Dataset excerpt:
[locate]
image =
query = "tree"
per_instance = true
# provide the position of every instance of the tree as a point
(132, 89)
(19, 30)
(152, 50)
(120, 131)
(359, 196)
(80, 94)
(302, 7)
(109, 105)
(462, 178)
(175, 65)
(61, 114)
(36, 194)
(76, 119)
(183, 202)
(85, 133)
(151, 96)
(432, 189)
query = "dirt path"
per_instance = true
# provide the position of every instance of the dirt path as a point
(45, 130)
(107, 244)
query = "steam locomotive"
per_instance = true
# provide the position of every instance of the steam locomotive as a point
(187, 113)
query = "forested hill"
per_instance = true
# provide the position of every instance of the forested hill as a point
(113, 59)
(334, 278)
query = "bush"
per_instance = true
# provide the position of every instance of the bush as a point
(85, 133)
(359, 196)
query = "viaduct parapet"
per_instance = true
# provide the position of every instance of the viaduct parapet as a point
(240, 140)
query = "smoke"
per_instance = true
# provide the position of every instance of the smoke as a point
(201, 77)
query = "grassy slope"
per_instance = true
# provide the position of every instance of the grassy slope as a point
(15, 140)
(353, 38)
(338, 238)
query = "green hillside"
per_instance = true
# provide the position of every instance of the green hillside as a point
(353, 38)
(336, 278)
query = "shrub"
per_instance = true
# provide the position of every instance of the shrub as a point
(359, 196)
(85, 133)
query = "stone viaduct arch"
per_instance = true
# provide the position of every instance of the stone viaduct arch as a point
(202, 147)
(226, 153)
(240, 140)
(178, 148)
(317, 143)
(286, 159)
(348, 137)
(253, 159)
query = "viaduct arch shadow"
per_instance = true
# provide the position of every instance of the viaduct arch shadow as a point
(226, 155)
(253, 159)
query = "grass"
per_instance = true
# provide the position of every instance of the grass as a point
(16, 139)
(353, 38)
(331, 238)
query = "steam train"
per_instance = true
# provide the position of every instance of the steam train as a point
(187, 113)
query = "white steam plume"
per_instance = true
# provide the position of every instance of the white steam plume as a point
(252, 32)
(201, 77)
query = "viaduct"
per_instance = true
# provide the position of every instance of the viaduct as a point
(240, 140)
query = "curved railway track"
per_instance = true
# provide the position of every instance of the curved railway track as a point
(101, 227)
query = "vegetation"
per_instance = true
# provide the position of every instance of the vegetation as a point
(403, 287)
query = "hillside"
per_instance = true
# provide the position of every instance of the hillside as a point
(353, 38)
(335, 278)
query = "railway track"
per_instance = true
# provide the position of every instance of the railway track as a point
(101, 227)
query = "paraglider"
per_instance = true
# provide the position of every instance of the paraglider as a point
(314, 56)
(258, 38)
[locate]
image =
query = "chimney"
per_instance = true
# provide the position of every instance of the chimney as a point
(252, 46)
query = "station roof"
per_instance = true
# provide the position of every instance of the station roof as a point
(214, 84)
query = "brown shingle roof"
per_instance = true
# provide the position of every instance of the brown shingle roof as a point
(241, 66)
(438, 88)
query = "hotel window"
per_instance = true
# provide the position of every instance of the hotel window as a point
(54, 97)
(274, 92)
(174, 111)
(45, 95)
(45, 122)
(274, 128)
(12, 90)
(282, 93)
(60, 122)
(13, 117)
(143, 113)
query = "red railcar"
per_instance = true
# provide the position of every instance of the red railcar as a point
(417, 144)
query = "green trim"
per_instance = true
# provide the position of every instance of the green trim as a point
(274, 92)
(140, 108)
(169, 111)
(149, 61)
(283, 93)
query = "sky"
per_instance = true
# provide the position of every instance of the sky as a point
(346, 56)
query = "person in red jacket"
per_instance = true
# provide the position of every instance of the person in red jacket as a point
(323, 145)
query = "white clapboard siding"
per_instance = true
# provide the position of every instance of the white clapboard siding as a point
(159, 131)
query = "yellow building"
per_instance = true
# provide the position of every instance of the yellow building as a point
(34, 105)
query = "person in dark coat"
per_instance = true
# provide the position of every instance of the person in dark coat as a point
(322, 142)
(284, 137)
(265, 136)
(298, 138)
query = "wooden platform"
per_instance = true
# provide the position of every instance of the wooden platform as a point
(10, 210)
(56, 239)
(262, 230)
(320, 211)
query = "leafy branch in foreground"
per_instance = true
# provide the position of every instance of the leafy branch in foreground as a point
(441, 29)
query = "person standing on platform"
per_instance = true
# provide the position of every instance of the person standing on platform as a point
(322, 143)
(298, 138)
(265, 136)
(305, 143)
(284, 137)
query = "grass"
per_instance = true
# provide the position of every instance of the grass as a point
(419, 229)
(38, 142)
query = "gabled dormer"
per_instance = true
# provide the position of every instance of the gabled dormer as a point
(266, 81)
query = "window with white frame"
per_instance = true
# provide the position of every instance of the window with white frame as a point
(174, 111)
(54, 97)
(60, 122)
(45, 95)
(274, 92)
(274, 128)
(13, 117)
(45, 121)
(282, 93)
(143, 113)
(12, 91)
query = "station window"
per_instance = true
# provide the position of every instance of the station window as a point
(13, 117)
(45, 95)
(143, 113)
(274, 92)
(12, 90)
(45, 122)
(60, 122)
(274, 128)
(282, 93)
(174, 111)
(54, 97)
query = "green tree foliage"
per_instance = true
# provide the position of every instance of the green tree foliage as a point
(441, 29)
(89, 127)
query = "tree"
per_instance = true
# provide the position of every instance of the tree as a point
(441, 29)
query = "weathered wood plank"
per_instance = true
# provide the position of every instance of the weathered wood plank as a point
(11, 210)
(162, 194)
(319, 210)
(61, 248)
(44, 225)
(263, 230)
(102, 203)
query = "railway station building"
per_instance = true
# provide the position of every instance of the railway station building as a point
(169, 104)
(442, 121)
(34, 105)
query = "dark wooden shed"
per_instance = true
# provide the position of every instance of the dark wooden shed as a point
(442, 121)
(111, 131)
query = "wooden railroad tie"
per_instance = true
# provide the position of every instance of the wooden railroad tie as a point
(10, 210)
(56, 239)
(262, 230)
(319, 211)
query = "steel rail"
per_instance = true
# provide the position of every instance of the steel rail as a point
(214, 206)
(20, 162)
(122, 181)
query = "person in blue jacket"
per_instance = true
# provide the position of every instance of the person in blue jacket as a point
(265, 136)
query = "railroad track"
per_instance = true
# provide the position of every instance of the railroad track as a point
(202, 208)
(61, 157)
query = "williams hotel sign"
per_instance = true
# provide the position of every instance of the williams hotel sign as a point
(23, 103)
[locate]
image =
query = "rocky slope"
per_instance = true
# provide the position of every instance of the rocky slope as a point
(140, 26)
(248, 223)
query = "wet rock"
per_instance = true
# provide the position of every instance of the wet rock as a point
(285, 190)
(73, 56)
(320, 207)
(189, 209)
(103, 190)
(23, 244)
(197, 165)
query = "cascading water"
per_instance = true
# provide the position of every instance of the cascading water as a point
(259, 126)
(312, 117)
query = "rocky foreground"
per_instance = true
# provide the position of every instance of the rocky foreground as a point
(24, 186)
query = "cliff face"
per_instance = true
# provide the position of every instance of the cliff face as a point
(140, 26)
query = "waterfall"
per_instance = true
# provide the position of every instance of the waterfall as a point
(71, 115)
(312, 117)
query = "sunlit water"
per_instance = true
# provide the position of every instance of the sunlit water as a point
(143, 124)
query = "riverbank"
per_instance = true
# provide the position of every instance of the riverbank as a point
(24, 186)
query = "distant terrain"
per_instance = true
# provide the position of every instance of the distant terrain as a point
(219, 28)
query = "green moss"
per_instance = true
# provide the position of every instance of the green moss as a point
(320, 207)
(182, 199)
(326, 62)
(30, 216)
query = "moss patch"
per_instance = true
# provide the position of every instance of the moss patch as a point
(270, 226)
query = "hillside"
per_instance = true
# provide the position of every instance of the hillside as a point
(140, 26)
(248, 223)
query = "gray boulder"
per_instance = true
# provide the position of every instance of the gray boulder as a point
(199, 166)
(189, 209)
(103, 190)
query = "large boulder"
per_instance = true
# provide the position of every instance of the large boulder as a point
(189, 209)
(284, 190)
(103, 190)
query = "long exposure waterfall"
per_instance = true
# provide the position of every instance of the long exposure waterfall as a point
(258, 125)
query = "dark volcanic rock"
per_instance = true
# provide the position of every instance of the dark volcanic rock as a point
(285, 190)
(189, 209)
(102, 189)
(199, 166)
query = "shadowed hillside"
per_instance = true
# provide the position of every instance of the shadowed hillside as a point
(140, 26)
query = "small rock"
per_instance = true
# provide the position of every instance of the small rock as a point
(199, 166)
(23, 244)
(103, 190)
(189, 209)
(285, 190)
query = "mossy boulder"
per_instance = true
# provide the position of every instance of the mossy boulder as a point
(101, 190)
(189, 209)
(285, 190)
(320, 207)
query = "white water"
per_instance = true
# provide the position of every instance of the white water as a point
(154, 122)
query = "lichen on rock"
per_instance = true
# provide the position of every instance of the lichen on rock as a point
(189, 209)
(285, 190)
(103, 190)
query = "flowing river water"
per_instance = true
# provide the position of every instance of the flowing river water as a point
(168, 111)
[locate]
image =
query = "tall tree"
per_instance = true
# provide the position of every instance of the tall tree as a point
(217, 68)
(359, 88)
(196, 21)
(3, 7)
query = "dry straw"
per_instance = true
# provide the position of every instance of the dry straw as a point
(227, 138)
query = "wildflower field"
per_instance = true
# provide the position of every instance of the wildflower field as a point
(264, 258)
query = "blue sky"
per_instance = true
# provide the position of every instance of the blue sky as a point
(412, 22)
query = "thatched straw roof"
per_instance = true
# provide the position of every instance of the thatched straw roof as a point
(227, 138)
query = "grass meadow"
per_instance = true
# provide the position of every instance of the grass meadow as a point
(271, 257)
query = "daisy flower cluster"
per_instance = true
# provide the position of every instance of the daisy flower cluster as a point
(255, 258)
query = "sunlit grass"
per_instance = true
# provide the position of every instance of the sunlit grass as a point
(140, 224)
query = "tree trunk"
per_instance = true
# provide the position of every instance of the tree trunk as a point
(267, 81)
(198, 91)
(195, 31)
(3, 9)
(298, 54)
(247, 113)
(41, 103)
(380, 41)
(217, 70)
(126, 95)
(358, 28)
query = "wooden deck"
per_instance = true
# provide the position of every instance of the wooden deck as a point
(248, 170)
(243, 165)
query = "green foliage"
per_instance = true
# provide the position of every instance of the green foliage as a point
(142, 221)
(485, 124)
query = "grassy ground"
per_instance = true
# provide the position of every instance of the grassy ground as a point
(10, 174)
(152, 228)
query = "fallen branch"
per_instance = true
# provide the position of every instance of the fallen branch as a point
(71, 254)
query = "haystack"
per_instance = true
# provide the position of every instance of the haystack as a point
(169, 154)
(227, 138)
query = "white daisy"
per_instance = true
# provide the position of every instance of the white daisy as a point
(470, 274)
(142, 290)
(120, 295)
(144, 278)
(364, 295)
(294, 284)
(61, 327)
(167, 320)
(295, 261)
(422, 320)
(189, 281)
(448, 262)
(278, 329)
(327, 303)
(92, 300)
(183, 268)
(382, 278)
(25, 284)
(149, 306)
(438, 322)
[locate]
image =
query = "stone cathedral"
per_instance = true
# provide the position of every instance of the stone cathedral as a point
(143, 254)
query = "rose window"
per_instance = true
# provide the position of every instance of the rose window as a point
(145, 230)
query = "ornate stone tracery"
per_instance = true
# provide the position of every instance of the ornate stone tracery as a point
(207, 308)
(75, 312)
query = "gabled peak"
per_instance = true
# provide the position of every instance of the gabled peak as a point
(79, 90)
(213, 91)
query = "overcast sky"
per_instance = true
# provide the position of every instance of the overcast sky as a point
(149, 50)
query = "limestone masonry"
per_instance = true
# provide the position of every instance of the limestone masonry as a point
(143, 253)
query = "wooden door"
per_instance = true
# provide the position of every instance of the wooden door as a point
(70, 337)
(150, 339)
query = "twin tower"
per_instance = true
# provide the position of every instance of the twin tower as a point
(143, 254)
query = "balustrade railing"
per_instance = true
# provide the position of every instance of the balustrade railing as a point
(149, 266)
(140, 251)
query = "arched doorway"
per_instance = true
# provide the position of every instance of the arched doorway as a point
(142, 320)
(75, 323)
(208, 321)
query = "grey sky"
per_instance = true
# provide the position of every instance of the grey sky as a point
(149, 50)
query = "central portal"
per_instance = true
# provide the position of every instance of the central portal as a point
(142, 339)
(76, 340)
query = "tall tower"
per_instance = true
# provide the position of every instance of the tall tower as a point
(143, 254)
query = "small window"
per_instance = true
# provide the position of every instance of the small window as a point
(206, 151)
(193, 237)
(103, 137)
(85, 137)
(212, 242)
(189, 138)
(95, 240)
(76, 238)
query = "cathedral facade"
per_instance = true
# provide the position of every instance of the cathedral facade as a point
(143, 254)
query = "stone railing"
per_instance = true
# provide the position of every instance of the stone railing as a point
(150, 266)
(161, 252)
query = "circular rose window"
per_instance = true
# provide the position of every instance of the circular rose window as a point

GOAL OF THE EXERCISE:
Extract every line from the records above that contains the word "daisy".

REPLY TO THE TASK:
query = "daisy flower cluster"
# provide the position of every instance of the daisy flower cluster as a point
query = "white daisy"
# provide the position of every instance of the white daisy as a point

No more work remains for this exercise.